- [DIRECTIONS] How many lines in the items below contain the word "black"? Reply with the number only.

(Items taken from a dataset)

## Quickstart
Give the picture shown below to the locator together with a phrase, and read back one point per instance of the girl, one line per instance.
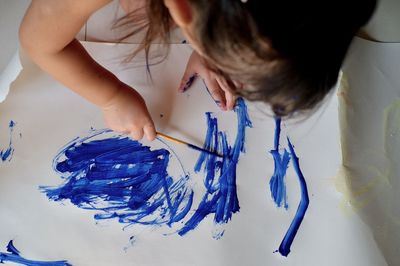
(287, 53)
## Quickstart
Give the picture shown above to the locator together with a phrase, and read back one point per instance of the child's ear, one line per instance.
(180, 11)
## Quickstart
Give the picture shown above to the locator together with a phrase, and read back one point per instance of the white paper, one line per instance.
(9, 74)
(48, 116)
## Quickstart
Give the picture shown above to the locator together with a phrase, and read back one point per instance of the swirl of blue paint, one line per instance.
(284, 248)
(7, 153)
(220, 180)
(281, 161)
(120, 178)
(15, 257)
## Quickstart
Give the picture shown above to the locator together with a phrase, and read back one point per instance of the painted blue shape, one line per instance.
(220, 180)
(120, 179)
(7, 153)
(284, 248)
(281, 161)
(14, 256)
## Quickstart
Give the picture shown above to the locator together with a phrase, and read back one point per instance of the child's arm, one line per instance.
(47, 34)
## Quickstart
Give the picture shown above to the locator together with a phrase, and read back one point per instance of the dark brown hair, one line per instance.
(287, 53)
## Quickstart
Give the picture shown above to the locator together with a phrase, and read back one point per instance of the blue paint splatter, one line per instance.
(120, 179)
(284, 248)
(14, 256)
(220, 180)
(281, 161)
(7, 153)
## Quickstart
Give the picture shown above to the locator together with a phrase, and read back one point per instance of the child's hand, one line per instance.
(127, 113)
(217, 86)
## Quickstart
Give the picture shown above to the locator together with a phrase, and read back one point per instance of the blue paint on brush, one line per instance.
(14, 256)
(120, 179)
(7, 153)
(220, 198)
(281, 161)
(287, 241)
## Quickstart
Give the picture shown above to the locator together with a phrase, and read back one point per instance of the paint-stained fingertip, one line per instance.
(188, 83)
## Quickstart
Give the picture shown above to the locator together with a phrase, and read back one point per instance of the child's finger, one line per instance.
(187, 81)
(137, 133)
(230, 100)
(150, 132)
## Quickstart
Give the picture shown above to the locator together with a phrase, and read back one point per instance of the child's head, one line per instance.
(287, 53)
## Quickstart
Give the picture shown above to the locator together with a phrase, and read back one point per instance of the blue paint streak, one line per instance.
(281, 161)
(287, 241)
(7, 153)
(220, 180)
(15, 257)
(120, 179)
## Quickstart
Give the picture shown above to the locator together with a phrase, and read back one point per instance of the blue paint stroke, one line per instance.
(220, 180)
(120, 179)
(281, 161)
(15, 257)
(7, 153)
(284, 248)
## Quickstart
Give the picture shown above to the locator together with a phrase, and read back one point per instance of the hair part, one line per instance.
(286, 53)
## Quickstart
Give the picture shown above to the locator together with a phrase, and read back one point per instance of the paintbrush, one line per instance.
(179, 141)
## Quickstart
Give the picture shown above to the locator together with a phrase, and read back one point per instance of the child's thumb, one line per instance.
(187, 80)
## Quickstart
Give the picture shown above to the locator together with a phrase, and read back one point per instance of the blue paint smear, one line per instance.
(119, 178)
(220, 180)
(7, 153)
(15, 257)
(284, 248)
(281, 161)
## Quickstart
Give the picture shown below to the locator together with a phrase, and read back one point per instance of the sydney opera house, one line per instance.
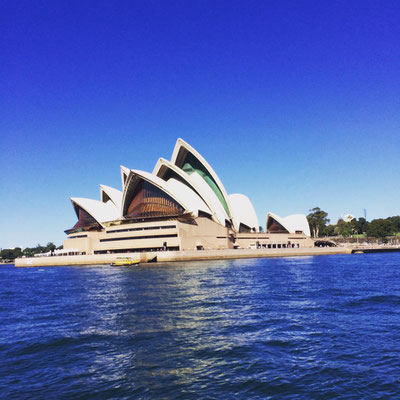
(181, 205)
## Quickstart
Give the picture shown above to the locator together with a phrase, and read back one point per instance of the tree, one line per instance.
(380, 228)
(317, 220)
(359, 226)
(344, 228)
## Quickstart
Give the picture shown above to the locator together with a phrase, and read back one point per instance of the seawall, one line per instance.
(171, 256)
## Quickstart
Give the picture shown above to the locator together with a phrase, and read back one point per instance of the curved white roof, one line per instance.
(124, 175)
(100, 211)
(114, 195)
(178, 191)
(197, 184)
(292, 223)
(243, 211)
(181, 144)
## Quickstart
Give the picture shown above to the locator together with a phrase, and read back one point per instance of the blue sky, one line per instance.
(295, 104)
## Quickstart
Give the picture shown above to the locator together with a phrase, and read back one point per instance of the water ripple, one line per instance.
(293, 328)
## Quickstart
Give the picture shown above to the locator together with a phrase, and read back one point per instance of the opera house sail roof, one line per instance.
(185, 186)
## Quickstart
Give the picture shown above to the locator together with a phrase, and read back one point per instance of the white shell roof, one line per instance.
(181, 143)
(292, 223)
(197, 184)
(100, 211)
(114, 194)
(183, 195)
(124, 173)
(243, 211)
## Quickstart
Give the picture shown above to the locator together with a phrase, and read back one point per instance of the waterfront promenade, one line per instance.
(171, 256)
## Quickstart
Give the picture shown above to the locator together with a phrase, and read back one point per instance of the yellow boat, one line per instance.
(124, 262)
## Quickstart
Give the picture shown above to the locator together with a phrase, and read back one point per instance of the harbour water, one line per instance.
(290, 328)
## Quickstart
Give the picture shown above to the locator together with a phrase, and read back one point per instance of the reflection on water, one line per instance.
(306, 327)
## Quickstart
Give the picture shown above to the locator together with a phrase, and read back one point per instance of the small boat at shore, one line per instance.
(124, 262)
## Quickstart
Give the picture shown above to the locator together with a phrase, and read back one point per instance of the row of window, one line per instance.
(139, 237)
(146, 228)
(76, 237)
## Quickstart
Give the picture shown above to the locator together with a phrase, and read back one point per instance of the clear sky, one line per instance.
(294, 103)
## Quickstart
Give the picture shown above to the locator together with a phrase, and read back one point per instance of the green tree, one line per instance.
(359, 225)
(380, 228)
(343, 228)
(317, 220)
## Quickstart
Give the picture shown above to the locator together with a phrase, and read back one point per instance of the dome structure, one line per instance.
(192, 163)
(147, 195)
(93, 213)
(168, 171)
(107, 193)
(245, 215)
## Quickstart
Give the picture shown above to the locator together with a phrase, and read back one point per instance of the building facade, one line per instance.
(181, 205)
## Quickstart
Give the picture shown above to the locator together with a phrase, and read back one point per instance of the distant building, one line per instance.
(181, 205)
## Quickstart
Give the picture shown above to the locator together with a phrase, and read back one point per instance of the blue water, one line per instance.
(290, 328)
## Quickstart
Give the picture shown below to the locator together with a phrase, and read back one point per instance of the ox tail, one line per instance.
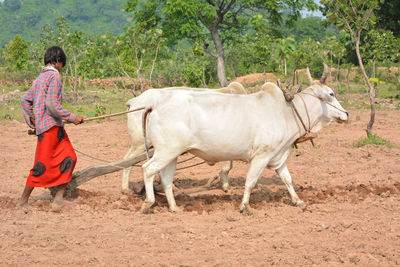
(144, 124)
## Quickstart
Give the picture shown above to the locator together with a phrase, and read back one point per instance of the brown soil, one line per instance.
(352, 216)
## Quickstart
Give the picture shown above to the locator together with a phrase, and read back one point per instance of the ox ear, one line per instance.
(324, 74)
(309, 77)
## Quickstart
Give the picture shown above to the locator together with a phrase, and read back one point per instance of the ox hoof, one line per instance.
(225, 187)
(146, 207)
(126, 191)
(245, 209)
(175, 209)
(301, 204)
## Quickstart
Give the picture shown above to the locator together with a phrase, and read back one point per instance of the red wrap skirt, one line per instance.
(55, 159)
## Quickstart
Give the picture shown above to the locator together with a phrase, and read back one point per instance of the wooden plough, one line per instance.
(85, 175)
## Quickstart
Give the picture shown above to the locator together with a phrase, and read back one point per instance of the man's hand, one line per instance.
(79, 120)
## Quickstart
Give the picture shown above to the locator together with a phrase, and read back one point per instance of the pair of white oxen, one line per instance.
(224, 125)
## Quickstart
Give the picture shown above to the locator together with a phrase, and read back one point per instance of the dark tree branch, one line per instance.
(228, 7)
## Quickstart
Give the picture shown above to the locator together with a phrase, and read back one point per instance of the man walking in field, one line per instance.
(42, 108)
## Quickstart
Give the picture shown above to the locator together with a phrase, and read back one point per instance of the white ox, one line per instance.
(259, 128)
(160, 96)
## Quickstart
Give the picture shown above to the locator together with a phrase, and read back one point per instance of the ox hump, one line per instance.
(272, 89)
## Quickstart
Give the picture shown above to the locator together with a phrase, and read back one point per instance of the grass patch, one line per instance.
(373, 139)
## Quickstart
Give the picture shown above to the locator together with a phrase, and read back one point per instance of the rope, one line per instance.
(182, 168)
(109, 163)
(114, 114)
(324, 101)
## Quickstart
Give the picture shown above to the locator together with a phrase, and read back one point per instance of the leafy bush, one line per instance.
(372, 139)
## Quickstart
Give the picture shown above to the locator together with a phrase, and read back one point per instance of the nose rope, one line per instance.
(345, 112)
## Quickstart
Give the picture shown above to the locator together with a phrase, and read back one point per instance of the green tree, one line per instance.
(199, 20)
(356, 16)
(284, 48)
(380, 45)
(16, 53)
(261, 41)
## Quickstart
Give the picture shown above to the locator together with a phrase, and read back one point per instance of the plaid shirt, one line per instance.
(45, 96)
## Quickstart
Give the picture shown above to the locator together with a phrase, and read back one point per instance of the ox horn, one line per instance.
(310, 79)
(324, 74)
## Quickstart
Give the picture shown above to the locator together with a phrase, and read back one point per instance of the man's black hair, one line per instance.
(55, 54)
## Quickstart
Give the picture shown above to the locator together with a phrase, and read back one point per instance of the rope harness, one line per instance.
(308, 135)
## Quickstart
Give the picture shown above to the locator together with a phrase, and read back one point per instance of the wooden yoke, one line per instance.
(289, 98)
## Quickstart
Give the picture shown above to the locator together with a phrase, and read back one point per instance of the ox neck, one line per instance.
(310, 111)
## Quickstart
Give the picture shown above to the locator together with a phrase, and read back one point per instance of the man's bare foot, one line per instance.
(63, 202)
(43, 196)
(22, 203)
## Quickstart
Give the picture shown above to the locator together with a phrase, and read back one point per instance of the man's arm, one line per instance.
(27, 108)
(53, 100)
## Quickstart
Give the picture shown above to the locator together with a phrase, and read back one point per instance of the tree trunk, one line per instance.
(154, 62)
(371, 92)
(264, 75)
(221, 72)
(284, 62)
(337, 77)
(347, 79)
(330, 69)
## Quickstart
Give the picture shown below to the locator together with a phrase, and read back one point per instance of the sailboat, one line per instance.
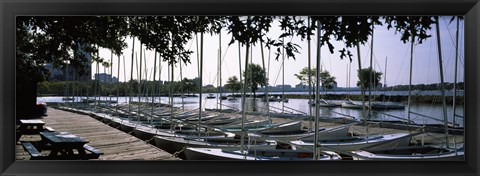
(424, 153)
(256, 154)
(429, 152)
(210, 96)
(352, 104)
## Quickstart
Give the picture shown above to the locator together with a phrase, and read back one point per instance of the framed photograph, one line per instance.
(156, 87)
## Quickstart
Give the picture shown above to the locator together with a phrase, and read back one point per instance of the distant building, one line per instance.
(70, 73)
(106, 78)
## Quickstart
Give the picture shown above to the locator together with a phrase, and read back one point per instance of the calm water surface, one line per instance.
(434, 111)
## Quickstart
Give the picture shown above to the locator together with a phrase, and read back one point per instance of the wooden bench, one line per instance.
(30, 148)
(95, 152)
(49, 129)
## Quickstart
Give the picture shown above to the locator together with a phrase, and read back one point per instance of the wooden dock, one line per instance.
(115, 144)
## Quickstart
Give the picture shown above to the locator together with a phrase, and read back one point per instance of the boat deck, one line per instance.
(115, 144)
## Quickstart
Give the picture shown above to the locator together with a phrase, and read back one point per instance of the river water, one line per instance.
(433, 111)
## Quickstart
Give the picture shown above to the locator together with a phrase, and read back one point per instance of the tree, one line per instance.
(303, 76)
(59, 40)
(189, 85)
(327, 80)
(364, 78)
(254, 77)
(233, 84)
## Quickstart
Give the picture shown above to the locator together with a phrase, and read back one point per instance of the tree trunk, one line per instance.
(26, 99)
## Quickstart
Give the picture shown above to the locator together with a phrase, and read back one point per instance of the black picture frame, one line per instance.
(10, 9)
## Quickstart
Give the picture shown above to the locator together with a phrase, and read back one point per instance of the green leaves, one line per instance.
(255, 76)
(233, 84)
(364, 78)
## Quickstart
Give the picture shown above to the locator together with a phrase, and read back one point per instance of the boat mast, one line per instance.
(456, 67)
(118, 83)
(220, 67)
(111, 77)
(266, 86)
(362, 88)
(445, 119)
(309, 76)
(131, 81)
(385, 79)
(139, 71)
(181, 93)
(201, 81)
(244, 115)
(410, 82)
(317, 110)
(283, 77)
(154, 74)
(371, 82)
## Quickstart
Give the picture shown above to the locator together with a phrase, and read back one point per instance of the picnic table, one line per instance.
(31, 127)
(62, 146)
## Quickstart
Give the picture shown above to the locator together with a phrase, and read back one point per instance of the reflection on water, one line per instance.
(432, 110)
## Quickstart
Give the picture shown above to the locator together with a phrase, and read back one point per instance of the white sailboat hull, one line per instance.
(254, 154)
(175, 144)
(410, 153)
(346, 144)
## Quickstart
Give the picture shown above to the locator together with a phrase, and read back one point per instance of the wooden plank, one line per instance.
(114, 143)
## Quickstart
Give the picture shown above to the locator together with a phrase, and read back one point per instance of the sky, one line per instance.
(386, 46)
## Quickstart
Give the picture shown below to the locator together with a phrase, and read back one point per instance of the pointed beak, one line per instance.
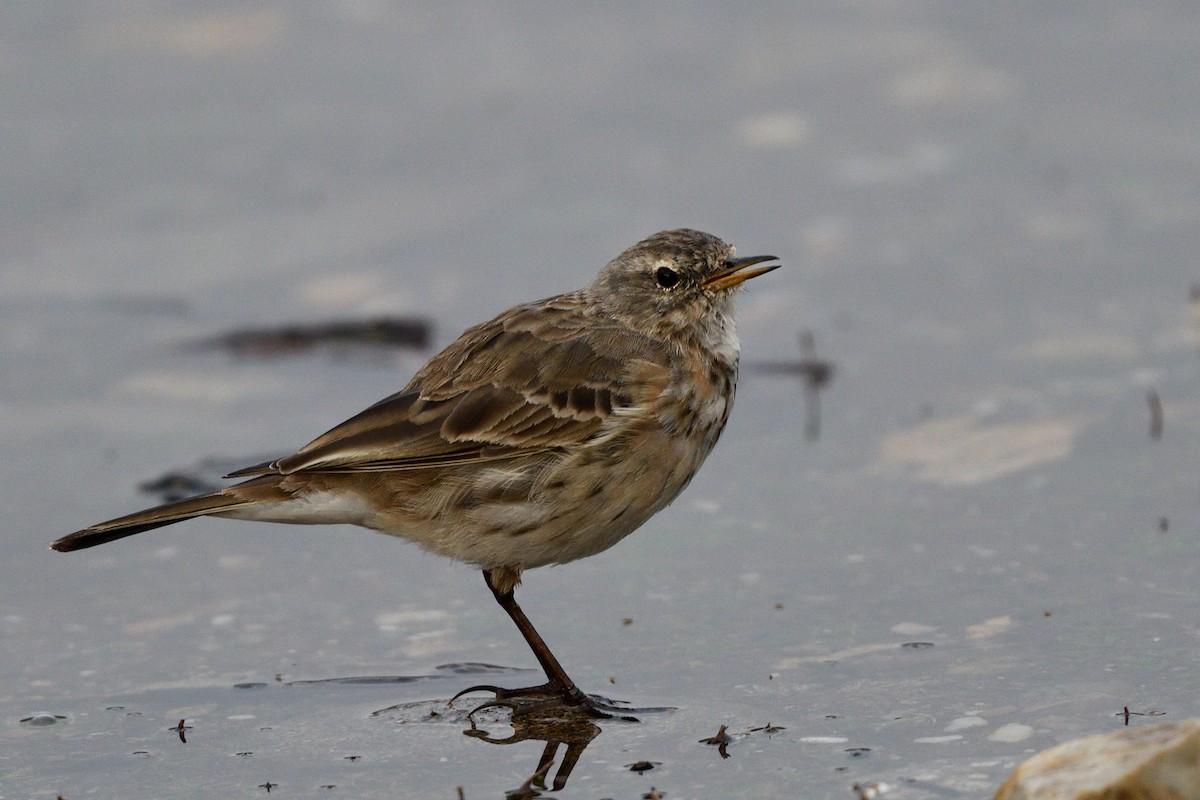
(736, 271)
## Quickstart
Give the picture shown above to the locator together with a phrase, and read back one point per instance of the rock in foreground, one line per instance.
(1159, 762)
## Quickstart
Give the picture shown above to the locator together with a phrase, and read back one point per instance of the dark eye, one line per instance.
(666, 277)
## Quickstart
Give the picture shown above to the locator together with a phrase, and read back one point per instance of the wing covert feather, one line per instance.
(519, 384)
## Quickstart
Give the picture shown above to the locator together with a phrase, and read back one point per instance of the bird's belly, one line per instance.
(549, 510)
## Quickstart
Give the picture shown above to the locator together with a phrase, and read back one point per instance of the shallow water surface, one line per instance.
(988, 229)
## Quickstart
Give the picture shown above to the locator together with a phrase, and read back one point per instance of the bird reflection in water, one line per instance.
(568, 726)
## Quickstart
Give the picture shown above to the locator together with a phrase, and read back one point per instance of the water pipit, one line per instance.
(540, 437)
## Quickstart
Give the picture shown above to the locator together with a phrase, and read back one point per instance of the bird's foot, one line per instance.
(550, 699)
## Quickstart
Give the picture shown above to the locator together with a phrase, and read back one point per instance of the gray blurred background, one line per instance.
(988, 216)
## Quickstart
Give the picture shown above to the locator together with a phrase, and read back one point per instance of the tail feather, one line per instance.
(151, 518)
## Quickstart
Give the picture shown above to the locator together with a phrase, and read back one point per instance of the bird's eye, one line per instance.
(666, 277)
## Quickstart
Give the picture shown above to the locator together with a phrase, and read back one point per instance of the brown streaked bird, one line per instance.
(540, 437)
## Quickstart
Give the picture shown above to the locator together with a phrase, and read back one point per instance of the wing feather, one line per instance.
(534, 379)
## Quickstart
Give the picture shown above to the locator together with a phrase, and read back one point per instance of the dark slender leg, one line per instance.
(555, 672)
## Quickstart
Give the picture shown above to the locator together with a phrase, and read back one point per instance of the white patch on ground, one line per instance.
(964, 451)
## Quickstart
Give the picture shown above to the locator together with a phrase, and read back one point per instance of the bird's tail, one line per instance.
(235, 497)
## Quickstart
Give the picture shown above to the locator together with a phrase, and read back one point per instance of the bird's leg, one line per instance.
(558, 681)
(558, 678)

- [RESPONSE] 2